DOCUMENT PASSAGE:
+===+

# VW Golf Mk7 GTD - Carbon Grey



## stuart.cameron (Apr 10, 2011)

Some of you may remember my last post of my Polo http://www.detailingworld.com/forum/showthread.php?t=241273. Anyway I picked up my new car a couple of weekends ago, finally got round to giving it a good clean and seal yesterday!

*VW Golf Mk7 GTD*
- Carbon Grey
- Keyless
- Discovery Nav Pro
- Winter Pack
- Reverse Camera
- Park Assist

The paint looked to be pretty good so no need for me to ruin it with the machine polisher! Gave it a good cleanse with Iron X which removed a fair amount of fallout followed by some tardis which moved the tar from around the arches etc. The car was then dried, IPA'd, then the Exo was applied. Finish looked amazing! The plastics were treated with C4 and the windscreen with G1.

*Wash Process*
- Snow Foamed
- Rinse
- Iron X
- Rinse
- Tardis
- Snow Foamed
- Dried and air blown from shuts
- IPA wipedown
- Exo v2
- Gtechniq C4
- Gtechniq G1


----------



## WhiteRoc_170 (Jan 31, 2013)

Car looks stunning. Love these new gtds.
1 question though what is that square cut out in the honeycomb grill in the middle?


----------



## jay_bmw (Jan 28, 2010)

WhiteRoc_170 said:


> Car looks stunning. Love these new gtds.
> 1 question though what is that square cut out in the honeycomb grill in the middle?


Proximity sensor for active cruise control 

Looks mint mate!


----------



## daydotz (May 15, 2011)

Very smart


----------



## Jay Scott (Aug 21, 2011)

Car looks great mate, I love that colour...have you got any pics of the inside?


----------



## Bradders (Mar 2, 2013)

Cracking job! Looks stunning


----------



## stuart.cameron (Apr 10, 2011)

Interior photos for those who are interested!


----------



## Porta (Jan 3, 2007)

Love the MKII inspired seats!


----------



## Rodriguez (Apr 5, 2011)

I prefer the GTI, but engines aside the car is just sooo awesome! You're such a lucky guy.


----------



## dillinja999 (Aug 26, 2013)

looks quality inside and out, apart from the middle of the seats!


----------



## stuart.cameron (Apr 10, 2011)

Rodriguez said:


> I prefer the GTI, but engines aside the car is just sooo awesome! You're such a lucky guy.

+===+

DATA LINES:
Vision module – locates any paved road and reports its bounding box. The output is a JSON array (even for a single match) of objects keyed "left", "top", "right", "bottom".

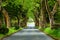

+===+

EXERCISE PROMPT:
Rewrite the part of the Golf GTD detailing thread starting with "Some of you" and going on through "windscreen with G1.", swapping "machine polisher" for "rotary polisher".

COMPLETE RESPONSE:
Some of you may remember my last post of my Polo http://www.detailingworld.com/forum/showthread.php?t=241273. Anyway I picked up my new car a couple of weekends ago, finally got round to giving it a good clean and seal yesterday!

*VW Golf Mk7 GTD*
- Carbon Grey
- Keyless
- Discovery Nav Pro
- Winter Pack
- Reverse Camera
- Park Assist

The paint looked to be pretty good so no need for me to ruin it with the rotary polisher! Gave it a good cleanse with Iron X which removed a fair amount of fallout followed by some tardis which moved the tar from around the arches etc. The car was then dried, IPA'd, then the Exo was applied. Finish looked amazing! The plastics were treated with C4 and the windscreen with G1.